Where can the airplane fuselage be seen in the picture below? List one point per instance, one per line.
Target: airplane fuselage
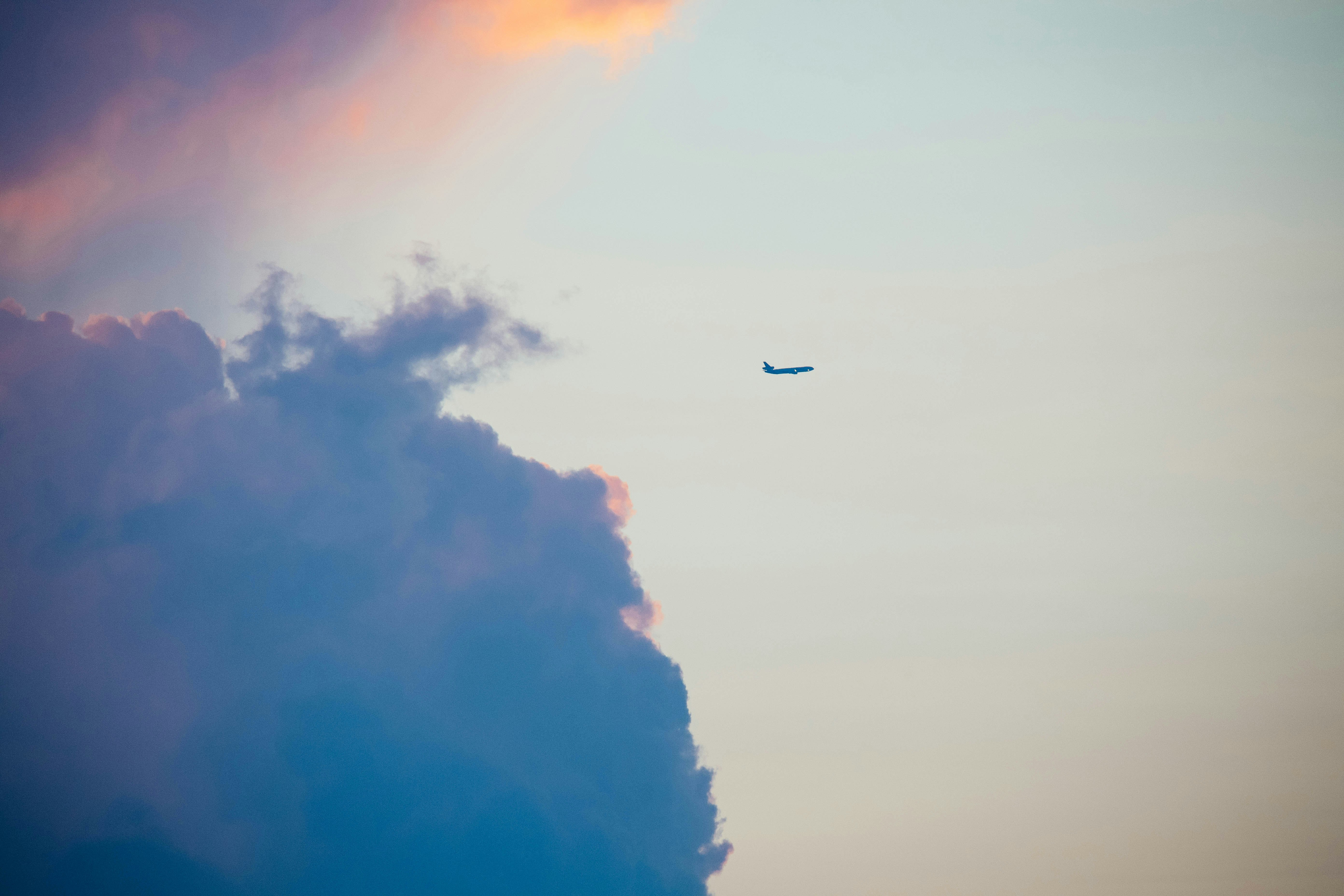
(785, 370)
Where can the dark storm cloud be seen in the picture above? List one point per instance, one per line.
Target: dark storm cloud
(308, 636)
(62, 61)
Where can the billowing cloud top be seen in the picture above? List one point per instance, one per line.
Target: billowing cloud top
(111, 105)
(292, 632)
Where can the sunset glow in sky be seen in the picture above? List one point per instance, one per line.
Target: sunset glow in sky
(393, 502)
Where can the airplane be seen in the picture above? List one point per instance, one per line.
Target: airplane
(784, 370)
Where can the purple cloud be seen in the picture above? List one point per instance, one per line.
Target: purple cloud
(307, 636)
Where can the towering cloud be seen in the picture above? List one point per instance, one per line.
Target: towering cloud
(292, 632)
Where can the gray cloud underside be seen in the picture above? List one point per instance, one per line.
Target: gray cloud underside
(311, 637)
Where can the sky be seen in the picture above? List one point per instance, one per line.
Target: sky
(1031, 588)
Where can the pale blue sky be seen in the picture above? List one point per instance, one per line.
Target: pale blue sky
(1034, 585)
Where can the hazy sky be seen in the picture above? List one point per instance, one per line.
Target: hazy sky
(1034, 586)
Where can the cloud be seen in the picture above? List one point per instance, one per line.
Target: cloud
(112, 108)
(292, 632)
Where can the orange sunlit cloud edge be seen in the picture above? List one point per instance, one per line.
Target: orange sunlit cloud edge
(291, 113)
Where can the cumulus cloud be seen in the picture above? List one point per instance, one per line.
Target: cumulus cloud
(272, 625)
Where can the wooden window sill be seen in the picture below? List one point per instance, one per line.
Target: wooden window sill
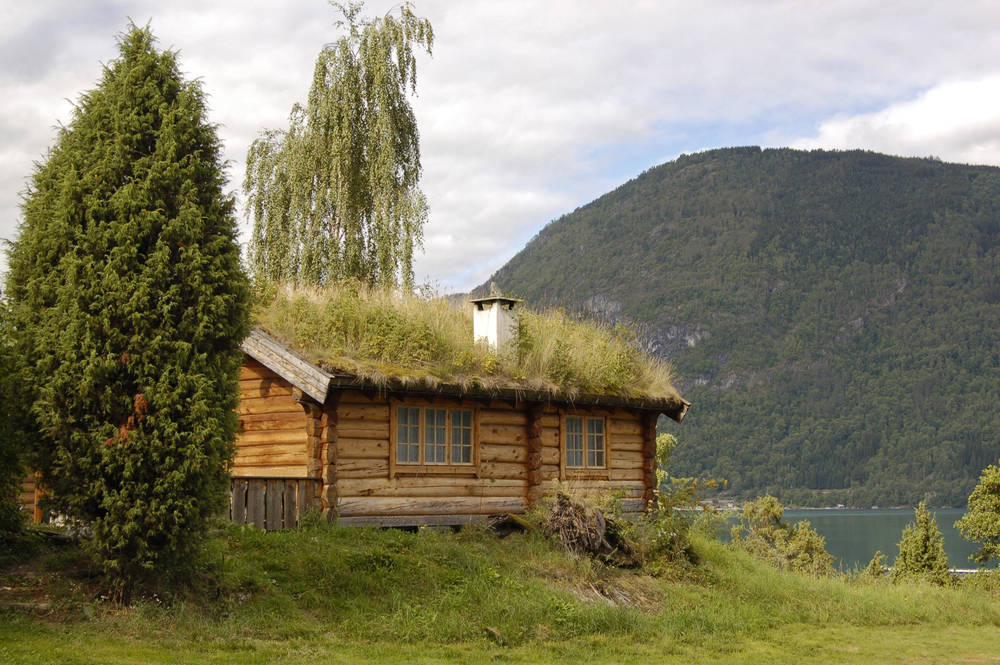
(436, 470)
(585, 474)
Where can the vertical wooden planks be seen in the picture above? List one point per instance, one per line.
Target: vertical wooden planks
(272, 499)
(327, 490)
(306, 495)
(238, 506)
(534, 461)
(649, 454)
(256, 488)
(290, 516)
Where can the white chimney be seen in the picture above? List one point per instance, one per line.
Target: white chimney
(494, 320)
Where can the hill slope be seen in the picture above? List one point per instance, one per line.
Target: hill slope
(833, 316)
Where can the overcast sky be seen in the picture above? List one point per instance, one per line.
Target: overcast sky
(528, 110)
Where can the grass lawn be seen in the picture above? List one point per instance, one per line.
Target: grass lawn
(333, 595)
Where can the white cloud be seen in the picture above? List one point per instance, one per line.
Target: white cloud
(958, 121)
(528, 110)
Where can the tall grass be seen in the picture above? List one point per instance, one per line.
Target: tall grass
(386, 337)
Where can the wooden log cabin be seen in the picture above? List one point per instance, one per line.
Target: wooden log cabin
(394, 455)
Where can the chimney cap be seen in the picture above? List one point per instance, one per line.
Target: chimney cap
(488, 300)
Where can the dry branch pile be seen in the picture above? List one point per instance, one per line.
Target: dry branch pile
(586, 530)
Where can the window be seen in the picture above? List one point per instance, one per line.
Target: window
(584, 442)
(430, 436)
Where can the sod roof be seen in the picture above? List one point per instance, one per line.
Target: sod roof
(360, 337)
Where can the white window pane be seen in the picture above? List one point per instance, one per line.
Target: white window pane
(574, 441)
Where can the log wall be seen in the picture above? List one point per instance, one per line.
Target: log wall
(346, 445)
(519, 461)
(275, 428)
(367, 492)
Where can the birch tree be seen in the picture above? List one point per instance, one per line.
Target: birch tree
(336, 194)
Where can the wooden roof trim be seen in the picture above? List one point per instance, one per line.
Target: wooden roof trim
(287, 364)
(670, 409)
(316, 383)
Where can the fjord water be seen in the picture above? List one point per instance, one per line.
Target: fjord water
(853, 535)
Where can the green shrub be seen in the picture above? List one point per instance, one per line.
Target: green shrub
(130, 306)
(762, 532)
(877, 567)
(921, 550)
(982, 523)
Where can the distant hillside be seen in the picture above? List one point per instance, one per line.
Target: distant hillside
(834, 316)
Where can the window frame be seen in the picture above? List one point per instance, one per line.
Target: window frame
(422, 467)
(585, 471)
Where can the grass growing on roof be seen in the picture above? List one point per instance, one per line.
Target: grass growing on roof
(384, 336)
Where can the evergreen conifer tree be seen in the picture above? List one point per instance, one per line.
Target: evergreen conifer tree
(921, 550)
(13, 421)
(130, 303)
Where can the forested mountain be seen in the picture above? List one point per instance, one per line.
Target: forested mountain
(833, 316)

* * *

_Exercise aim_
In the entries above, find each line with "below" and copy it.

_Result of the exercise_
Where can the airplane fuselage be seen in the picture below? List one point per instance, one per line.
Where can the wooden window sill be seen in the picture below? List one point per instance, one per line.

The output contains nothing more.